→ Consigna
Resume en dos oraciones el fragmento sobre Ricardo y los extraterrestres.

→ Fragmento del texto
Era demasiado lo que estaba en juego como para que se tratara de una batalla solo terrestre: los diques contra la reacción lo construirían extraterrestres. Si Ricardo no sabía cómo elevarían esos muros de contención, sí percibía “con una certidumbre extendida por todo el cuerpo que los extraterrestres solo estaban reanudando de la manera más estrecha una comunicación que siempre habían mantenido difusamente con los hombres, provocando con sus señales confusas las crisis místicas de los inspirados, dando un golpe aquí y allá en la historia humana, para ayudarla a encontrar su camino cuando en la propia Tierra se nublaba la visión. Ahora estaban aquí, de cuerpo presente, para contar toda la verdad. La verdad que no podía atraparse en las redes de la razón, la verdad que podía poner orden en un mundo que se hundía en la sinrazón, la verdad que brotaba como lava en un cosmos conmovido por la amenaza inconcebible de una ruptura en un equilibrio fundamental. Y para empezar a revelarla, Ricardo, habían elegido a alguien como vos: un judío, del pueblo frontera entre Oriente y Occidente, del pueblo paria que se nutría de todas las culturas y todas las lenguas”.

→ Datos mostrados
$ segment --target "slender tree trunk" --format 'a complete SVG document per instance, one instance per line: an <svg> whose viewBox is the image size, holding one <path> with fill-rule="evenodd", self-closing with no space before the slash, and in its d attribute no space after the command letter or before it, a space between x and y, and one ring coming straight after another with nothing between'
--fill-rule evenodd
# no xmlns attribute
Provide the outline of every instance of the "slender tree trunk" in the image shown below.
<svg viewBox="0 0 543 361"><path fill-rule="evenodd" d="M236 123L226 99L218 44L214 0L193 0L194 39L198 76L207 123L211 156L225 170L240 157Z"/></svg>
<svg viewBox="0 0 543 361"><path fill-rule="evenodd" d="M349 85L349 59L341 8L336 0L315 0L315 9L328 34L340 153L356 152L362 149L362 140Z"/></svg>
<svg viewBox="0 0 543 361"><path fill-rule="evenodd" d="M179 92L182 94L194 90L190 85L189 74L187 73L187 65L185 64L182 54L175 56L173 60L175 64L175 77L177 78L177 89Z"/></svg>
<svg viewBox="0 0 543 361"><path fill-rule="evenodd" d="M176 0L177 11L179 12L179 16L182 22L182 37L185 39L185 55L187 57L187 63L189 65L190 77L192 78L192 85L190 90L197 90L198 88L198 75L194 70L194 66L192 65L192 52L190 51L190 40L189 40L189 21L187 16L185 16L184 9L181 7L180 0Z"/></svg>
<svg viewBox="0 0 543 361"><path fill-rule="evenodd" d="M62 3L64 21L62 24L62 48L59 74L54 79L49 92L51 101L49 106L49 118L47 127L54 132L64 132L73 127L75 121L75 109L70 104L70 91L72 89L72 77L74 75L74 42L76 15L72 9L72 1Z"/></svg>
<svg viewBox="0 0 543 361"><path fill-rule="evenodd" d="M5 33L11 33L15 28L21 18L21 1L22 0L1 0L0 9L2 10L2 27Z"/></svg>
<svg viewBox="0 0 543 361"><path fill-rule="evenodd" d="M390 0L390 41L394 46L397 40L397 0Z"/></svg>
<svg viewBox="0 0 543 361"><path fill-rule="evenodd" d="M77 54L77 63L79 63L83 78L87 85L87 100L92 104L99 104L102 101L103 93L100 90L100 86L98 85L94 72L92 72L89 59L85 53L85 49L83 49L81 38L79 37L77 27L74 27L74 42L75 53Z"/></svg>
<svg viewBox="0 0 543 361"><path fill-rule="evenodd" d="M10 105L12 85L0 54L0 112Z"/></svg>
...
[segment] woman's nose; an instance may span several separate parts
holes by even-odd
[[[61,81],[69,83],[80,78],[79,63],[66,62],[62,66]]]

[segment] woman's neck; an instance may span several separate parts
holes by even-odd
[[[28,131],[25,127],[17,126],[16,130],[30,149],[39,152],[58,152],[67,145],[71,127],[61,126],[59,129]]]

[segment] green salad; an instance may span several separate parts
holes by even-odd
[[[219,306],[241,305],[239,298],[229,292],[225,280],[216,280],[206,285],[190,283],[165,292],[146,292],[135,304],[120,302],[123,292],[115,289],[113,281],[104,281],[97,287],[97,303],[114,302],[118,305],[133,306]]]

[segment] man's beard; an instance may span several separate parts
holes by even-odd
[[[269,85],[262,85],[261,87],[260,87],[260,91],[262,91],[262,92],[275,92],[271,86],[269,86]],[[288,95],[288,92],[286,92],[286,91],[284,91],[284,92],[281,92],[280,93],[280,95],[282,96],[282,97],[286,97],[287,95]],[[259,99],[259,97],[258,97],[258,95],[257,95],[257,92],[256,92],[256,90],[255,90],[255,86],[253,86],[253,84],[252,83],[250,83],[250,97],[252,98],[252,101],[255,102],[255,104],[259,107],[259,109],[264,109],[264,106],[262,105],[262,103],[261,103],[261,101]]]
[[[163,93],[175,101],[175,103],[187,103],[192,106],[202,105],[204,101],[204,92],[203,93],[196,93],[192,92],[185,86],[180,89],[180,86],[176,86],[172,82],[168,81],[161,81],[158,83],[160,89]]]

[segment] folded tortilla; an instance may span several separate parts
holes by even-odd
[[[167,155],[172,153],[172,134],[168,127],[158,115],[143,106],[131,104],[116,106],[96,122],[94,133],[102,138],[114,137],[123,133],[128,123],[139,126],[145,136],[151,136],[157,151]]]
* * *
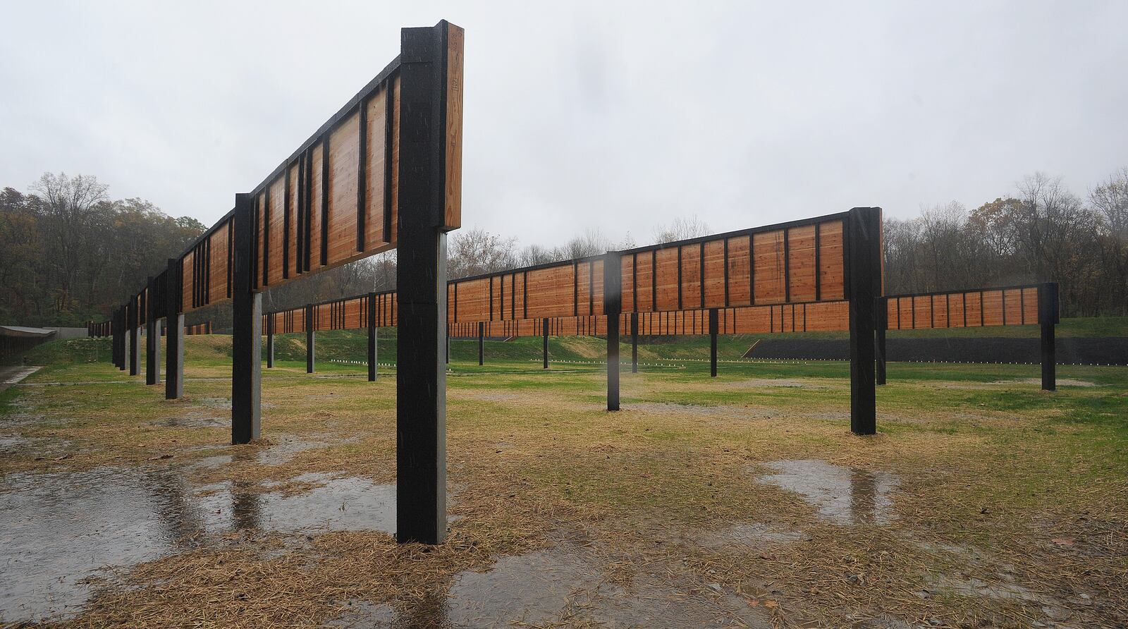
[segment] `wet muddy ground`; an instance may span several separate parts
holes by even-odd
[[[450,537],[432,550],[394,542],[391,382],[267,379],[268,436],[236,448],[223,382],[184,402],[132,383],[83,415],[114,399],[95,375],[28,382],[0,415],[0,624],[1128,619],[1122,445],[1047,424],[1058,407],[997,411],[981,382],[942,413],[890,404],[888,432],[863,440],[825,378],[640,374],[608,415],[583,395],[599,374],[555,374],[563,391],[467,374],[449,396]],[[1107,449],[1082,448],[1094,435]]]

→ Solución del ejercicio
Como era demasiado lo que estaba en juego, los diques contra la reacción los construirían extraterrestres, y Ricardo percibía con certeza que estos solo reanudaban de manera más estrecha una comunicación que siempre habían mantenido difusamente con los hombres, interviniendo aquí y allá en la historia humana para ayudarla a encontrar su camino. Ahora estaban presentes para contar una verdad capaz de poner orden en un mundo que se hundía en la sinrazón, y para revelarla habían elegido a alguien como Ricardo: un judío, del pueblo frontera entre Oriente y Occidente que se nutría de todas las culturas y todas las lenguas.